EXERCISE PROMPT: Take the listing and print it in full, exactly as given.

DATA FOR THIS EXERCISE:
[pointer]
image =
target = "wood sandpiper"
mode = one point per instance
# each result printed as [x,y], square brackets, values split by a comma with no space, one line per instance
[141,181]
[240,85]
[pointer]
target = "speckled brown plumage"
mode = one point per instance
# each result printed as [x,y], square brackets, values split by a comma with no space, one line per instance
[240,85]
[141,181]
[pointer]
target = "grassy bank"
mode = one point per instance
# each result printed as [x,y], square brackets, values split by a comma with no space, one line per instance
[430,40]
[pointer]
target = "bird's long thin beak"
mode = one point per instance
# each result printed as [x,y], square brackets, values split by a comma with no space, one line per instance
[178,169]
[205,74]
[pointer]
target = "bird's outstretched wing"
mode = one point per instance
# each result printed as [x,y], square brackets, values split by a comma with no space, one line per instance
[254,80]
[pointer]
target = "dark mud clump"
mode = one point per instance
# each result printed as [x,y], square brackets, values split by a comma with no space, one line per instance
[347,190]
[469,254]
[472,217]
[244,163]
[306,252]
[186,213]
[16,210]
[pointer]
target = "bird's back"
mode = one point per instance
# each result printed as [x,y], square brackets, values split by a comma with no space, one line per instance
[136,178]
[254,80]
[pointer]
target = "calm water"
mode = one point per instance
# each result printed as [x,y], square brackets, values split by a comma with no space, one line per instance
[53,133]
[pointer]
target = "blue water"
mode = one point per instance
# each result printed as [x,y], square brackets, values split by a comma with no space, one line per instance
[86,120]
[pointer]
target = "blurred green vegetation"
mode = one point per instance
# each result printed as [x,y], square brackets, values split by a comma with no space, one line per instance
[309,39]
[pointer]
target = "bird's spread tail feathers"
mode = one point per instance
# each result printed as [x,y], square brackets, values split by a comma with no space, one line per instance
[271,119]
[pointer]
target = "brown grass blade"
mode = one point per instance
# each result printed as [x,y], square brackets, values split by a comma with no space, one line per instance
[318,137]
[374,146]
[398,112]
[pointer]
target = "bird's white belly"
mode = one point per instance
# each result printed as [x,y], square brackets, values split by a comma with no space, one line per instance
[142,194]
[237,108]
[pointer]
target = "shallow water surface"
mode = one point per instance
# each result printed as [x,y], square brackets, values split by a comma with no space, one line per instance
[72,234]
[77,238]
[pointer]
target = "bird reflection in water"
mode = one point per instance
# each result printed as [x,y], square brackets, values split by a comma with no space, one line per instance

ANSWER TO THE PROBLEM:
[pointer]
image =
target = "wood sandpiper"
mode = one point per instance
# each result printed as [x,y], square brackets, values split by a comma with no space, one line per instance
[141,181]
[240,85]
[pointer]
target = "speckled brown plumage"
mode = one point per instance
# each result printed as [x,y], square brackets, values split by a comma with no space, one line per instance
[240,85]
[141,181]
[pointer]
target = "grassy bank"
mode = one point per instance
# each result printed as [x,y], square brackets, values split by a comma with no space, one line per instance
[430,40]
[pointer]
target = "bird's long thin beak"
mode = one point per instance
# each result printed as [x,y], square brackets, values split by a comma with no space, one line per instance
[178,169]
[205,74]
[pointer]
target = "bird's outstretched wing"
mode = one point per instance
# each result printed as [x,y], square brackets, values split by a comma with no space, one line per instance
[254,80]
[pointer]
target = "dark mud clump"
mode = one point per instance
# each result printed as [x,y], square brackets, values split by a comma with no space, one line per instance
[347,190]
[469,254]
[472,217]
[244,163]
[306,252]
[186,213]
[16,210]
[pointer]
target = "bird's back"
mode = one point per instance
# each result printed as [x,y], square brackets, values split by a comma with no space, one line per instance
[136,178]
[254,80]
[pointer]
target = "calm water"
mode = one point per instance
# each result printed as [x,y], square brackets, values split by a comma with no space, one line per instance
[53,133]
[pointer]
target = "blue water"
mode = one point per instance
# each result printed as [x,y], square brackets, values split by a comma with no space, one line per instance
[86,120]
[pointer]
target = "blurred green vegetation"
mode = one point per instance
# each result printed as [x,y], square brackets, values split by a comma with no space, one line per instance
[309,39]
[pointer]
target = "bird's spread tail feathers"
mode = one point per instance
# each result printed as [x,y], square brackets, values split by a comma with no space, one line per instance
[271,119]
[pointer]
target = "brown grass blade"
mode = one point per instance
# each result printed as [x,y], square brackets, values split by a comma with no space, one line per instance
[318,137]
[374,146]
[398,112]
[pointer]
target = "bird's white belly"
mode = one point per instance
# each result printed as [x,y], square brackets, values split by a comma with no space, one line per instance
[142,194]
[237,108]
[pointer]
target = "shallow water surface"
mode = one point per instance
# each result printed as [x,y], square brackets, values split by a comma with no space, one line per instance
[72,234]
[77,238]
[pointer]
target = "bird reflection in water"
mode = one point per instance
# each result printed as [x,y], square brackets, values split by a comma with no space, one line per instance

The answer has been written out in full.